* [What is expected]:
Extract every line of the material that contains the word "uniform". Matching is case-sensitive.

* start Record extracts *

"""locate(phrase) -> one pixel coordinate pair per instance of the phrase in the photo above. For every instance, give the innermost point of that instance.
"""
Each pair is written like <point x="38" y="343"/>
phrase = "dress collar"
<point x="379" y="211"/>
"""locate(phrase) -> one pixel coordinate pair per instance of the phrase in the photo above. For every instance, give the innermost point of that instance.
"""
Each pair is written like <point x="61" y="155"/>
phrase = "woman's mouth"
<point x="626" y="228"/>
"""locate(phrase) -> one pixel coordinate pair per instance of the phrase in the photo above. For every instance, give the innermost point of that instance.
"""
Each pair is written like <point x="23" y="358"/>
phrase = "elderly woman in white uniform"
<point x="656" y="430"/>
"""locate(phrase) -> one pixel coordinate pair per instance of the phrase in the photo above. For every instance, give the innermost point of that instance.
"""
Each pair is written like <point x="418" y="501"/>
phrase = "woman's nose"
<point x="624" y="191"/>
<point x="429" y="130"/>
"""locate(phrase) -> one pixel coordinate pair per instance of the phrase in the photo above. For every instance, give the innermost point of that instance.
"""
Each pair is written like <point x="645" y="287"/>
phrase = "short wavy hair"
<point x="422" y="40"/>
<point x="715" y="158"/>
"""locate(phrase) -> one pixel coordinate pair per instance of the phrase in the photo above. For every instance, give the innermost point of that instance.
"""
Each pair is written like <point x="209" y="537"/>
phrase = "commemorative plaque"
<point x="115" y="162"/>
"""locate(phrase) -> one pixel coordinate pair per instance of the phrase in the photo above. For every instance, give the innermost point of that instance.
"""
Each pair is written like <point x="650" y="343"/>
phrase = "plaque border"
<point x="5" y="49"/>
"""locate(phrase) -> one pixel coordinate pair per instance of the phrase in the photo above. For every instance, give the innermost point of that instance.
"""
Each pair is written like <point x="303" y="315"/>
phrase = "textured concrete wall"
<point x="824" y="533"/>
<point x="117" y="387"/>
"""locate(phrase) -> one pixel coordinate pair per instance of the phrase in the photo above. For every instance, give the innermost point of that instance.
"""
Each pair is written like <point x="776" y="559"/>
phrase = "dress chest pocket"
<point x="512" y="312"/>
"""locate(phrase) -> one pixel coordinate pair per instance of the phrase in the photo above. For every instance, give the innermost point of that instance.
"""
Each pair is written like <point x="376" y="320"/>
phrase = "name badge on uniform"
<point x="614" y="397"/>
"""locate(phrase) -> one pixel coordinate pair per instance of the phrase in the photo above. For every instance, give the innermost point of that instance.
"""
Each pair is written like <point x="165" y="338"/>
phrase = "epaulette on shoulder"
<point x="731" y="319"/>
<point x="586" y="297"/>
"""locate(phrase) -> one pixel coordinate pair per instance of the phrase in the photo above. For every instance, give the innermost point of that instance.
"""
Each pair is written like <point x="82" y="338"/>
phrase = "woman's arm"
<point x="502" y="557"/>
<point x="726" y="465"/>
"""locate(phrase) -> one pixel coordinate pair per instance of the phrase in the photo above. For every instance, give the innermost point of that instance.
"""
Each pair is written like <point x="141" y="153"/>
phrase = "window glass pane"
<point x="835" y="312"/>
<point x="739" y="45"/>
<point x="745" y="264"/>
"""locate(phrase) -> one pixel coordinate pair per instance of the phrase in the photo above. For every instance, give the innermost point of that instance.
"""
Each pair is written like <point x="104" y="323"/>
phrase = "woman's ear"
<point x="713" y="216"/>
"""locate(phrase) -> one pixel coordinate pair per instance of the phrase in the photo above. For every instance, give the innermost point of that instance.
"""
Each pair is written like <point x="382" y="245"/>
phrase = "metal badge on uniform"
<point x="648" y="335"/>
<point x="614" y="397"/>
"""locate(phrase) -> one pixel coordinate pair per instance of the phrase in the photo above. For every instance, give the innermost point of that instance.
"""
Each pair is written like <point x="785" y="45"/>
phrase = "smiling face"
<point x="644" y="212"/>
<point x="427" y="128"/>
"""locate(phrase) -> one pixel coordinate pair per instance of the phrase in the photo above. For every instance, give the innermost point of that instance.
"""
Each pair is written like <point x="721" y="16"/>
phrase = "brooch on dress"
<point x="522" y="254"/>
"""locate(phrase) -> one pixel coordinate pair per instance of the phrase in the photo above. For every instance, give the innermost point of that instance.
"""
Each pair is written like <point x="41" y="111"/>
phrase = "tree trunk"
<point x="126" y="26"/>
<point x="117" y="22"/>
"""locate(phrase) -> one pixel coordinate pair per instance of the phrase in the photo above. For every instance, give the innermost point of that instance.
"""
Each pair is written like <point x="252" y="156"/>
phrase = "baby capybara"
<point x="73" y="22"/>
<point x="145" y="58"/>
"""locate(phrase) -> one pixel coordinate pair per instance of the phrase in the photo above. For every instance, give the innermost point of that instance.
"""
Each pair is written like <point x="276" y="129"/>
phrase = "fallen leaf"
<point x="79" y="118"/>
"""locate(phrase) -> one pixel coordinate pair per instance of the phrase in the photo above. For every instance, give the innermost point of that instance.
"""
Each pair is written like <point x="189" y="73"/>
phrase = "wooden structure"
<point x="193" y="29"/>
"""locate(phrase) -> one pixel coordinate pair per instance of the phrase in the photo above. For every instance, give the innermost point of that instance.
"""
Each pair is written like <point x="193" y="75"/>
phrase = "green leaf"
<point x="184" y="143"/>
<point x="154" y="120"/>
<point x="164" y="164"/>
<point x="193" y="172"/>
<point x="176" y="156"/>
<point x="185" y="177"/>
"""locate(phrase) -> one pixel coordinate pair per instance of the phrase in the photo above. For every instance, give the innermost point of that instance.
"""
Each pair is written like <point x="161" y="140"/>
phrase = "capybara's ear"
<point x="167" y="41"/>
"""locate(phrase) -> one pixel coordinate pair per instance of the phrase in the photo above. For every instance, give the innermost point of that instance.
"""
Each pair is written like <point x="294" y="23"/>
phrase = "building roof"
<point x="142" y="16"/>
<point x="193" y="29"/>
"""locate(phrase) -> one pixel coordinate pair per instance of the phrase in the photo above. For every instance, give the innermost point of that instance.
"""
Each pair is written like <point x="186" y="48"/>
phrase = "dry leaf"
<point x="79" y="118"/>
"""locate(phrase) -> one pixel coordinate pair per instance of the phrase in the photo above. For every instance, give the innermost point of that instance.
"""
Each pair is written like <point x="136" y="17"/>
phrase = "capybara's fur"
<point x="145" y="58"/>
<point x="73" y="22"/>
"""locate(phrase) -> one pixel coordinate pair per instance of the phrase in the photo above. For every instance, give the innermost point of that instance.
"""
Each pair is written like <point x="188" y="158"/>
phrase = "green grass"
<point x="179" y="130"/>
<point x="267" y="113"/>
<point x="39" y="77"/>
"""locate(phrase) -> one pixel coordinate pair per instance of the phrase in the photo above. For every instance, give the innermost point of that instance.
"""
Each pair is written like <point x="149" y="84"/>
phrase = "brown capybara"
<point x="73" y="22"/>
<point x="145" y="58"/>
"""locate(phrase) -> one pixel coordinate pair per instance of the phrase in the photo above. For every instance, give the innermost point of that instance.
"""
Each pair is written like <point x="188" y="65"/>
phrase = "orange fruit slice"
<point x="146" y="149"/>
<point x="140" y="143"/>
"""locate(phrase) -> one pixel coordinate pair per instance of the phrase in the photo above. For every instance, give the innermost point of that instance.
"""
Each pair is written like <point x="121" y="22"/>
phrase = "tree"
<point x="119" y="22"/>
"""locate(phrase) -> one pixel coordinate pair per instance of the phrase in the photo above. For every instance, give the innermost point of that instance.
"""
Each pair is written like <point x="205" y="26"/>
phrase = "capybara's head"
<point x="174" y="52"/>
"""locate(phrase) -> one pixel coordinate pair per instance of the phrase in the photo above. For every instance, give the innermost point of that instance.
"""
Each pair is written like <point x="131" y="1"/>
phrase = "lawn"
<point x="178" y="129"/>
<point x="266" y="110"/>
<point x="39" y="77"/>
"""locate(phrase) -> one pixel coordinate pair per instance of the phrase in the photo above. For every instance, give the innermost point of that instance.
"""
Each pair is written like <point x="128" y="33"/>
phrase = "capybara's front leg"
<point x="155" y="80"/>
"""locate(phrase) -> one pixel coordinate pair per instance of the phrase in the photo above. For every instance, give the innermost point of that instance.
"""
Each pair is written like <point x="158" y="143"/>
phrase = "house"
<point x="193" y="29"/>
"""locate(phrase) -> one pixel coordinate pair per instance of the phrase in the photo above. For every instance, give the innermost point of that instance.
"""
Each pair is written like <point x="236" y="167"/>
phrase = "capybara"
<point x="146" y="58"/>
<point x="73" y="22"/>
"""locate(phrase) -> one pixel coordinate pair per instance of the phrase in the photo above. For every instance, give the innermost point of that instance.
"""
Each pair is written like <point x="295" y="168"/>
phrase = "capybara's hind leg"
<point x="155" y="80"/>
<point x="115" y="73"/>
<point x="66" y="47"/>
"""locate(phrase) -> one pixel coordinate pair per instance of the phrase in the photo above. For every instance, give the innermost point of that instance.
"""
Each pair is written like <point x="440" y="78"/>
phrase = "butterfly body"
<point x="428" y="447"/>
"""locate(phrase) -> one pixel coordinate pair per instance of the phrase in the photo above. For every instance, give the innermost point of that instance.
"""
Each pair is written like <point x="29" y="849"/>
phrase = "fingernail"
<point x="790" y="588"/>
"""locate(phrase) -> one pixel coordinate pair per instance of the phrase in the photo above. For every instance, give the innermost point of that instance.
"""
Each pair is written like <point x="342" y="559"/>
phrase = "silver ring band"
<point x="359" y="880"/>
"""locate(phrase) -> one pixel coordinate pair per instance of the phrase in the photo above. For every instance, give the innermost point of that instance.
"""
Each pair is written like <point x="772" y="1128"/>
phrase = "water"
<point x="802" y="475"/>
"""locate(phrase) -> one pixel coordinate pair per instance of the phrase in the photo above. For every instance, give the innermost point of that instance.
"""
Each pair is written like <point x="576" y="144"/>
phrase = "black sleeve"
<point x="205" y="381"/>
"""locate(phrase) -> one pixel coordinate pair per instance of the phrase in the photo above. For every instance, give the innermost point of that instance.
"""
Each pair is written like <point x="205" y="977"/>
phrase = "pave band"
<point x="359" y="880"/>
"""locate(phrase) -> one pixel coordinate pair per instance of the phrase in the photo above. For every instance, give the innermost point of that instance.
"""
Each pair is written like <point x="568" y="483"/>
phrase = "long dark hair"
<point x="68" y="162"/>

* end Record extracts *

* [The answer]:
phrase = "elderly woman in white uniform"
phrase = "name badge on uniform"
phrase = "metal badge on uniform"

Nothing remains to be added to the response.